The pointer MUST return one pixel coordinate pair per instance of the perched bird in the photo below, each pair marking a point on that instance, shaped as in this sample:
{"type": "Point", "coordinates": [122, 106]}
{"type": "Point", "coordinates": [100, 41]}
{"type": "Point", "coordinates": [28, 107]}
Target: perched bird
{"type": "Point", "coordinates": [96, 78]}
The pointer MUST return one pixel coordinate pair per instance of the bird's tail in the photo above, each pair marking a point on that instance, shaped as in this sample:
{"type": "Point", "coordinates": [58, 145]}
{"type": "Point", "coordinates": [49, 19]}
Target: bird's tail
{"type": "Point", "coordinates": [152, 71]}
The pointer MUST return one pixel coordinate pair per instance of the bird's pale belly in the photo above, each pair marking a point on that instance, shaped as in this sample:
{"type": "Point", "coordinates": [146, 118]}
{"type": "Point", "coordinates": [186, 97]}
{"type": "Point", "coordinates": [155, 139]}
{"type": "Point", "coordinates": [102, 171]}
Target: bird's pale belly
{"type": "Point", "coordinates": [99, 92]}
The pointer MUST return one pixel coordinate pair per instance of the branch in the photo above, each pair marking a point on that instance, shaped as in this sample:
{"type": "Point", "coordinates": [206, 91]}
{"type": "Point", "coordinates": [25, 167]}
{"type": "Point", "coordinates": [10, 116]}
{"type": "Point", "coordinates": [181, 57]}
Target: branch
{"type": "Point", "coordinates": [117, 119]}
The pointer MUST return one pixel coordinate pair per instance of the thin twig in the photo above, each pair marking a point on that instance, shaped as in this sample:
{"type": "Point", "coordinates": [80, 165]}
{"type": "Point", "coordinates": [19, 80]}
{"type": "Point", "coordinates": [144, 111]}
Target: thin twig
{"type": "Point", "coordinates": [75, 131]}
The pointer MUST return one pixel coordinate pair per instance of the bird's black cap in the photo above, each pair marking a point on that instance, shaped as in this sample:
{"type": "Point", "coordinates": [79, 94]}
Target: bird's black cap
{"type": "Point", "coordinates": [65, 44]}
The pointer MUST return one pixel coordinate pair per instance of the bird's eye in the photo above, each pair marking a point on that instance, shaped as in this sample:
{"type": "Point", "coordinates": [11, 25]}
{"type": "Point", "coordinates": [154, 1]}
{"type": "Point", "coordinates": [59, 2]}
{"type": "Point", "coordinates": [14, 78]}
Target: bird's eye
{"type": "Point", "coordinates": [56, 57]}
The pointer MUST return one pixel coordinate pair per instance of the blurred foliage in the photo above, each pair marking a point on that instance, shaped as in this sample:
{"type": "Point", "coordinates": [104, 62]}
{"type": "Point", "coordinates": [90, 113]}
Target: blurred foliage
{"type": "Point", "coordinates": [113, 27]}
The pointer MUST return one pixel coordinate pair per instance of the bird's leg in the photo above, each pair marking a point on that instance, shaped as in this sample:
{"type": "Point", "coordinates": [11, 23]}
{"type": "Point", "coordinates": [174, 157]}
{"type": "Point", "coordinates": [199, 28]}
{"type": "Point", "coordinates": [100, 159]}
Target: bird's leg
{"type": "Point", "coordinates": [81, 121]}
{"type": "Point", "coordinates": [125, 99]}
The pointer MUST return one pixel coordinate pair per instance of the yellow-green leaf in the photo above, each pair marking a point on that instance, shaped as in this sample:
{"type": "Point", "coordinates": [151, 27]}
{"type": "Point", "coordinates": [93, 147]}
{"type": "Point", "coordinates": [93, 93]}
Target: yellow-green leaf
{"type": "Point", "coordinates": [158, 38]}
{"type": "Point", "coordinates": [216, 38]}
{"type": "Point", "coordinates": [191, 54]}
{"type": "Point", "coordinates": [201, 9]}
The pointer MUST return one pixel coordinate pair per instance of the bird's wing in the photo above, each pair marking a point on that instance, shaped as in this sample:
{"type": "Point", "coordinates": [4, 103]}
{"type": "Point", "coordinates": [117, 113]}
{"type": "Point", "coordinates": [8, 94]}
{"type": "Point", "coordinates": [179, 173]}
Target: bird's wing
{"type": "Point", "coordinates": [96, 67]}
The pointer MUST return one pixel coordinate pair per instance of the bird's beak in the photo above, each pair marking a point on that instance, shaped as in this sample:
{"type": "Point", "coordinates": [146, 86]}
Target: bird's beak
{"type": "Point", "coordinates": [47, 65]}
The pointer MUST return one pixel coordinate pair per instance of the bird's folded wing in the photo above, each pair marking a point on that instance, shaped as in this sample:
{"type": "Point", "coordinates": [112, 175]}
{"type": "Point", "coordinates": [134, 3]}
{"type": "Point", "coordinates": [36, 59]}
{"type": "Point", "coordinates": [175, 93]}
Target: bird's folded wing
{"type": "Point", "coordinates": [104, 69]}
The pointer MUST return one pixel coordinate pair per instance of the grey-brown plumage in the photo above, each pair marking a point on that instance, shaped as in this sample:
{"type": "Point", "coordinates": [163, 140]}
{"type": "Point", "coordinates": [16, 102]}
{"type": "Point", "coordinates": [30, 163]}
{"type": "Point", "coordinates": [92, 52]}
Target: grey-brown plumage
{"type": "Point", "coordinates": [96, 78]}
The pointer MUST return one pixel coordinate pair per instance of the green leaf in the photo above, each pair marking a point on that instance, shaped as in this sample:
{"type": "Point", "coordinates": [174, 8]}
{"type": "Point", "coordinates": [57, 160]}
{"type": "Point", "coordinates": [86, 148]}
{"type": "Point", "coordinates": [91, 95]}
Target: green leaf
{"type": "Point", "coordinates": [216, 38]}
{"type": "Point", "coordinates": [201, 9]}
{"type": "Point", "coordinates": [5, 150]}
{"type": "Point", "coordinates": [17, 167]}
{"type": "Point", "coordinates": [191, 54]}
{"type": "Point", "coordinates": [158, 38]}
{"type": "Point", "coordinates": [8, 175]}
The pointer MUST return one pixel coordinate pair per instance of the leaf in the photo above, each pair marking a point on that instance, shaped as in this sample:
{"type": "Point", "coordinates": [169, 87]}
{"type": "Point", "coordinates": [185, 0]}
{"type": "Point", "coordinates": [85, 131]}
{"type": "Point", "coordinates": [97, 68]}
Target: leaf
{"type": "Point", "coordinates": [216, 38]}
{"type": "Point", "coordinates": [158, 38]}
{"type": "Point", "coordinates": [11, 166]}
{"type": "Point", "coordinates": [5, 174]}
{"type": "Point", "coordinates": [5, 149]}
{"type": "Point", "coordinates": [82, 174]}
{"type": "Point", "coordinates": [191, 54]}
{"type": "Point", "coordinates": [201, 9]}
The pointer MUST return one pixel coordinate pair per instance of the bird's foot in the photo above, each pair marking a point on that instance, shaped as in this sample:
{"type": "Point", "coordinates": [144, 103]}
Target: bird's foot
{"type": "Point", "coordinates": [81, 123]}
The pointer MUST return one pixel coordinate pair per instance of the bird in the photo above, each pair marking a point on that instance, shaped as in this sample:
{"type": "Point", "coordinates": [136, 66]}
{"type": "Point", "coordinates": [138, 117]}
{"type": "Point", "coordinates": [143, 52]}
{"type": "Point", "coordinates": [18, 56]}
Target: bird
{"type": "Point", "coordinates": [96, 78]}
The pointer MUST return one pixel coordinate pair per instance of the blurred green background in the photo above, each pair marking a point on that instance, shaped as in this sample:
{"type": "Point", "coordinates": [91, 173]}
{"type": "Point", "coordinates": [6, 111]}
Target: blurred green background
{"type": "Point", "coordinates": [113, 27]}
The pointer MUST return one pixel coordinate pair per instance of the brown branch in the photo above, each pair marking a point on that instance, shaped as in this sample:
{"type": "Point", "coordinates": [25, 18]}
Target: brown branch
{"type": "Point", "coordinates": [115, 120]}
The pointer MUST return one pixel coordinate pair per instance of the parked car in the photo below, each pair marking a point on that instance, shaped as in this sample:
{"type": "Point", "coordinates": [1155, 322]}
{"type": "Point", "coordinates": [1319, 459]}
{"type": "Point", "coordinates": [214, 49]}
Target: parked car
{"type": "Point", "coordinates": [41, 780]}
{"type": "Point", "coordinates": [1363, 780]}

◆ WRITTEN REQUEST: Each line from the one containing "of the parked" to the final line of the entries above must be returned exactly, and no other line may appear.

◆ CORRECT RESPONSE:
The pointer MUST return one pixel coordinate pair per instance of the parked car in the photo below, each pair marking a point on that instance, shaped as in this sample:
{"type": "Point", "coordinates": [1155, 322]}
{"type": "Point", "coordinates": [1319, 459]}
{"type": "Point", "coordinates": [214, 49]}
Target: parked car
{"type": "Point", "coordinates": [41, 780]}
{"type": "Point", "coordinates": [1363, 780]}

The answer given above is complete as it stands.